TASK PROMPT: All pictures are to be omitted while the lines starting at the line with "pixel 425 162" and ending at the line with "pixel 346 224" in the material below are retyped exactly, both ends included.

DATA FOR THIS TASK:
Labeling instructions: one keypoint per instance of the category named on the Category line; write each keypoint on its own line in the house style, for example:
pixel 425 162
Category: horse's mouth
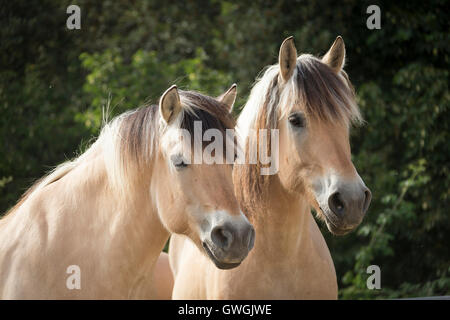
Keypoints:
pixel 219 264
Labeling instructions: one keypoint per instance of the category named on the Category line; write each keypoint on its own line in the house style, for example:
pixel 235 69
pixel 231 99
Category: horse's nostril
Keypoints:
pixel 336 203
pixel 222 237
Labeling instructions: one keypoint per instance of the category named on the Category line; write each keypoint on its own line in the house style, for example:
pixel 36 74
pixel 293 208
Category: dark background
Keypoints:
pixel 54 83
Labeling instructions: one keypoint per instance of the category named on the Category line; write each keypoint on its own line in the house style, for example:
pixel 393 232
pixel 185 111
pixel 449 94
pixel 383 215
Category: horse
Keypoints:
pixel 311 102
pixel 95 226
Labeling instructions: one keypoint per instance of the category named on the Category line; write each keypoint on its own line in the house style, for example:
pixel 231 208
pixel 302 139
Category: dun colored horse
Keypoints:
pixel 94 227
pixel 312 103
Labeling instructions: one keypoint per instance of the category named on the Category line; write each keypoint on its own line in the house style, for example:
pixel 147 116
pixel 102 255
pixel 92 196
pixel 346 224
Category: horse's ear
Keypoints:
pixel 335 57
pixel 169 104
pixel 287 58
pixel 229 97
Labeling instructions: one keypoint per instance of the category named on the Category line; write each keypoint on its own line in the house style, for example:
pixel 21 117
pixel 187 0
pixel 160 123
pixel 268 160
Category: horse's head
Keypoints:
pixel 195 195
pixel 316 107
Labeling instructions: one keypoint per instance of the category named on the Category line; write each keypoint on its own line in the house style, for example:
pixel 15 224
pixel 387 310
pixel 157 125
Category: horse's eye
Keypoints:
pixel 178 162
pixel 297 120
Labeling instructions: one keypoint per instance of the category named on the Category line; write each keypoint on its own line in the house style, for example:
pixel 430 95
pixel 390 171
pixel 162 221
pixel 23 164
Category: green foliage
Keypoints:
pixel 55 83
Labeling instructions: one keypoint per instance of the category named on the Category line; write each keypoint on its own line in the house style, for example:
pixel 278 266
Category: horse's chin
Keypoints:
pixel 219 264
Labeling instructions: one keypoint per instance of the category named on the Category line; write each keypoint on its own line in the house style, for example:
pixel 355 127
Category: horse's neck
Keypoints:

TASK ANSWER:
pixel 425 162
Category: horse's mouth
Keypoints:
pixel 219 264
Labeling instructions: one keypoint per instance of the category named on the Category line; write each keypoint on its own line in the house style, for example:
pixel 235 69
pixel 231 99
Category: horse's nostril
Keypoints:
pixel 336 203
pixel 222 237
Labeling instructions: one keypoint per instance of the category named on the Category line; write each keypoint on its own line in the house style, for example:
pixel 36 74
pixel 293 208
Category: dark background
Keypoints:
pixel 54 83
Labeling instructions: one keypoint per instance of the category named on the Category line; write each keypoint on its own line in the house style, for example:
pixel 393 232
pixel 185 111
pixel 449 94
pixel 383 215
Category: horse
Keypoints:
pixel 311 102
pixel 95 226
Labeling instructions: one keypoint per instance of the category named on the Category line; write each keypoint on its own line in the house style, for example:
pixel 231 208
pixel 302 139
Category: dun colored horse
Keypoints:
pixel 94 227
pixel 312 103
Labeling instructions: one keypoint per instance of the category named on the Category line; write each keypoint on its own line in the house style, for example:
pixel 147 116
pixel 102 255
pixel 92 196
pixel 346 224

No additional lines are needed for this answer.